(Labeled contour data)
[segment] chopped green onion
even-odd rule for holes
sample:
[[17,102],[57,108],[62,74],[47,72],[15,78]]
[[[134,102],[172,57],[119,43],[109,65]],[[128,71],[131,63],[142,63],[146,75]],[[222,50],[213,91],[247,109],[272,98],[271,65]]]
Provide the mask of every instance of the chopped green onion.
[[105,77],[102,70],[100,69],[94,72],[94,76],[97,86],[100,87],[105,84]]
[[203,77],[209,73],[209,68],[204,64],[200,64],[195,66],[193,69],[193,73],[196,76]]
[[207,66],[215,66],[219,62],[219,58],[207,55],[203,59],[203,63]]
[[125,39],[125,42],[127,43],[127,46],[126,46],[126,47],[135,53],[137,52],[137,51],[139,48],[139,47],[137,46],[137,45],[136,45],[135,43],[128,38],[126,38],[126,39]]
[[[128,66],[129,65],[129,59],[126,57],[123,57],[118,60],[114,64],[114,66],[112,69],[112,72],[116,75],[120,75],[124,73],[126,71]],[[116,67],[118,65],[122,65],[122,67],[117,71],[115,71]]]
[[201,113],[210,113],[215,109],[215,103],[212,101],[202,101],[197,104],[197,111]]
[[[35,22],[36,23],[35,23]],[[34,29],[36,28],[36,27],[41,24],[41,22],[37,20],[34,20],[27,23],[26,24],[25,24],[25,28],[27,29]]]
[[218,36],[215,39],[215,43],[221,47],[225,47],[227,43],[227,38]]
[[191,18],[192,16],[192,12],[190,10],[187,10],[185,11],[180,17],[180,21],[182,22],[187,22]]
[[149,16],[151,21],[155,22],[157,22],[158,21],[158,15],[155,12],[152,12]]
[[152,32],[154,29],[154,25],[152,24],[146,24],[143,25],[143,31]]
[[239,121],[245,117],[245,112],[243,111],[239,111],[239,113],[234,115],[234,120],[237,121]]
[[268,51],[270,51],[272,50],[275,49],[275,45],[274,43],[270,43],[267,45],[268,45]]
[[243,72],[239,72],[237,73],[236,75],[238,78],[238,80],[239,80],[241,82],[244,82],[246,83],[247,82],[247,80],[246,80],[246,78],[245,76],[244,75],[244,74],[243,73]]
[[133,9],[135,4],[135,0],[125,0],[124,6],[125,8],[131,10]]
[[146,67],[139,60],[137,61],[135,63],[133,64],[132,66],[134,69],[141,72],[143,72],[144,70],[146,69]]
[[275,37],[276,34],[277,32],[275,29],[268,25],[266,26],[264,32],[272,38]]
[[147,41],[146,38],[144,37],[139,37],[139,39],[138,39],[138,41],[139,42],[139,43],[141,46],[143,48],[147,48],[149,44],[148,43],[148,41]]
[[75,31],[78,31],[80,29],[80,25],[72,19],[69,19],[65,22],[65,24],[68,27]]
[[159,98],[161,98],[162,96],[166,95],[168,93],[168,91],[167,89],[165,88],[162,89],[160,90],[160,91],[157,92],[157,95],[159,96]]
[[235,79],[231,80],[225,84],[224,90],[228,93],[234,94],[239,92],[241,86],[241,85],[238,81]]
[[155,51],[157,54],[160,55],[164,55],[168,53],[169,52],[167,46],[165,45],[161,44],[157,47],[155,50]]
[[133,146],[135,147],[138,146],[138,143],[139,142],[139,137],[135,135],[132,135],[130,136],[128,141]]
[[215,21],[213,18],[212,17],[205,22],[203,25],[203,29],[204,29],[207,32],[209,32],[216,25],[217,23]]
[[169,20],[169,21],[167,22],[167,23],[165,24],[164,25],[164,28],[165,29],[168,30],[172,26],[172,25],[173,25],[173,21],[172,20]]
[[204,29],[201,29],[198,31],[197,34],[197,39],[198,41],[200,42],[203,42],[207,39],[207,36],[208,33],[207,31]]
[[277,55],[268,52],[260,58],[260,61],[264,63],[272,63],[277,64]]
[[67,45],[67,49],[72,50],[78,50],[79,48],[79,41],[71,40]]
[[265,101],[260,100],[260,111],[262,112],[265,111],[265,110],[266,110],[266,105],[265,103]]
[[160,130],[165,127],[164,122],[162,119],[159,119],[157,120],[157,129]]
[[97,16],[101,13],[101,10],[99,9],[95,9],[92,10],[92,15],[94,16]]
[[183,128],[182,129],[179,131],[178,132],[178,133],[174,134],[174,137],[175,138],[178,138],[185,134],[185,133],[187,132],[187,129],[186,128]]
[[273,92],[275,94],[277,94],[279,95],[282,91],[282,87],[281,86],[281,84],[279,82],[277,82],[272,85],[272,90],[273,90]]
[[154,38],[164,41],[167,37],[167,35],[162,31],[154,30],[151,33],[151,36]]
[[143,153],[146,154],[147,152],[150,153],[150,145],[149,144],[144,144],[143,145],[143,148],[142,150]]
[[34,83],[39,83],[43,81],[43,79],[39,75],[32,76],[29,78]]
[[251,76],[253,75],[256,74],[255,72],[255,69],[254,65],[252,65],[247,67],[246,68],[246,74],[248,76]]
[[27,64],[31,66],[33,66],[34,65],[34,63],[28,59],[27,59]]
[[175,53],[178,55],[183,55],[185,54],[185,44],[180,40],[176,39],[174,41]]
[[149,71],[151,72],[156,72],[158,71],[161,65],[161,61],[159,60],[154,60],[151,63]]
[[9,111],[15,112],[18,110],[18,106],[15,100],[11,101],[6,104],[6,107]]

■ **Problem to work on**
Transcribe the data, starting at its first line and going on through the line that contains "Provide the mask", with both ends included.

■ **Answer to the task**
[segment] chopped green onion
even-odd rule for holes
sample:
[[17,102],[57,108],[62,74],[47,72],[15,78]]
[[[134,102],[172,57],[119,43],[109,65]],[[128,71],[131,63],[142,63],[146,75]],[[222,50],[213,91],[247,109],[272,98],[271,65]]]
Provide the mask of every instance of the chopped green onion.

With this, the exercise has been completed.